# [GIVEN EXERCISE]
In the welcome thread, how would you say "Rain and Bratwurst don't go together very well." in German?

# [ARTICLE]
──────────────────────────────

# Hello everyone



## ladytramp (Dec 3, 2007)

Hello everyone. I'm glad to join this merry band of travellers.  Won't post very often as being on a computer all day I want to relax at night.  Also, it's a competetion between my husband and daughter who stays on longer.  Now I've joined it might be me who stays on.!!!!!!!!!


----------



## Deleted member 775 (Dec 3, 2007)

hi and welcome, i am having the same prob with my daughter hogging the computer at the moment.


----------



## ladytramp (Dec 3, 2007)

*Computer Hogging*



mandrake said:


> hi and welcome, i am having the same prob with my daughter hogging the computer at the moment.



Computer hogging should be banned. Only the seniors of the household should be allowed to use it,!!!!!!!! Ha Ha


----------



## Grandad (Dec 3, 2007)

*Hiya*

Hallo Ladytramp.Have you any wild camping stories?


----------



## lenny (Dec 3, 2007)

Hi and welcome Kath ,Enjoy,you won't be disapointed.

Lenny


----------



## sundown (Dec 3, 2007)

hi, kath & welcome to a great site     sundown


----------



## ladytramp (Dec 3, 2007)

*Hi Guys*

Thanks for the welcome.  Yes done a bit of wilding in Britain and France and would love to do more if time permitted.  Hope this year to go to Germany.  Taste  all the Bratwurst and Schnapps wow! Just hope the weather is not like Britain .  Rain and Bratwurst don't go together very well.


----------



## Geoff.W (Dec 3, 2007)

Hi Kath and welcome. I'm sure you will find them as friendly as I have. good to have you aboard.

Regards Geoff​.


----------



## cipro (Dec 3, 2007)

Hi Kath joooooooooiiiiiiiiiiiiinnnnnnnnnn in the fun.


----------



## Deleted member 2636 (Dec 4, 2007)

Go and buy another PC or, alternatively, see your local bunch of Chavs, Hoodies, Neds, Townies, Kevs, Charva, Steeks, Spides, Bazzas, Yarcos, Ratboys, Skangers, Scutters, Janners, Stigs, Scallies, Hood Rats, whatever you know them as, and see if they have any bargains for sale


----------



## ladytramp (Dec 4, 2007)

*Thanks*

Thanks for advice but don't know anyone who would fit into the catagory of names you mention.  Could think of some other names though! Probably easier to buy a lap top.  Been thinking about it for some time now.  Must put it on my Christmas list.


----------



## sundown (Dec 4, 2007)

ladytramp said:


> Thanks for advice but don't know anyone who would fit into the catagory of names you mention.  Could think of some other names though! Probably easier to buy a lap top.  Been thinking about it for some time now.  Must put it on my Christmas list.



hi, my wife, angie & myself have a laptop each, and I can thorouly recomend it! "domestic bliss" I would even get the dog one too but he'd only chew the keyboard!

──────────────────────────────

[Collected data]
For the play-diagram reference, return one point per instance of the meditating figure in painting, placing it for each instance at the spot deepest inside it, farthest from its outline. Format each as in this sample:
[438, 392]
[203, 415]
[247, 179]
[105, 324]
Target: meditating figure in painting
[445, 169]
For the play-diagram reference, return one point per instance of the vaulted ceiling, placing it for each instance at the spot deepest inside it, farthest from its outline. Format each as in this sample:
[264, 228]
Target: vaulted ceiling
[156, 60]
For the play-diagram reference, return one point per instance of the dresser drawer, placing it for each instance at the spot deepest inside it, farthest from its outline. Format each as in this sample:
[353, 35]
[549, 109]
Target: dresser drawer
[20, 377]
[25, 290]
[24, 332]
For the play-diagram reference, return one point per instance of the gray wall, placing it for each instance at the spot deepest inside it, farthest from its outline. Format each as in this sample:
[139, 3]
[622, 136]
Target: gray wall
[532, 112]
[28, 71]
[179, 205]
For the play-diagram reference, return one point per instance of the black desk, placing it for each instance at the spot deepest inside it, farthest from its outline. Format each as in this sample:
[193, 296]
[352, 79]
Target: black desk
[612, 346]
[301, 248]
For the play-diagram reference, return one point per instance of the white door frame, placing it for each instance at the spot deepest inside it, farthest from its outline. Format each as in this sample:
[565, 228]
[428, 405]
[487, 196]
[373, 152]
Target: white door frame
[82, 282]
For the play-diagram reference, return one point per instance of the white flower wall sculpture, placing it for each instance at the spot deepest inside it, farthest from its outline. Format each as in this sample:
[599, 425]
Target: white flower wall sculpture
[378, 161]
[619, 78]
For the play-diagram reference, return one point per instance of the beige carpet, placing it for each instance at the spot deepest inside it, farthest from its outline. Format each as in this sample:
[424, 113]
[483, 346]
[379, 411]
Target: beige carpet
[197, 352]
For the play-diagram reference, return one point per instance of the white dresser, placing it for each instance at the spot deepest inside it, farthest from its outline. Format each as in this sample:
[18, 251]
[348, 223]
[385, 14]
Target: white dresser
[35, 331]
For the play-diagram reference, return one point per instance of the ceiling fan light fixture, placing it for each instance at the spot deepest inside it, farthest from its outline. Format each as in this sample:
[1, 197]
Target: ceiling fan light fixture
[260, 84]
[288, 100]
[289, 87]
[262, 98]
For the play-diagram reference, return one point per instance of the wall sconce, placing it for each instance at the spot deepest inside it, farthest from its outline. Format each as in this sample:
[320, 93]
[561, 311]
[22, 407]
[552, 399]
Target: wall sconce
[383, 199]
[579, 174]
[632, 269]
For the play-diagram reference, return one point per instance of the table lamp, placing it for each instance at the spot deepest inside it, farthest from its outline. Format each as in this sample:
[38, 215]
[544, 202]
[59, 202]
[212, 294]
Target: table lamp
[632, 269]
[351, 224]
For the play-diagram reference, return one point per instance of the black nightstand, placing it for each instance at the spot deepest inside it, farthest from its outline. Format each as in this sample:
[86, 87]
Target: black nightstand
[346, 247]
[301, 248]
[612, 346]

──────────────────────────────

# [CORRECT ANSWER]
Regen und Bratwurst passen nicht sehr gut zusammen.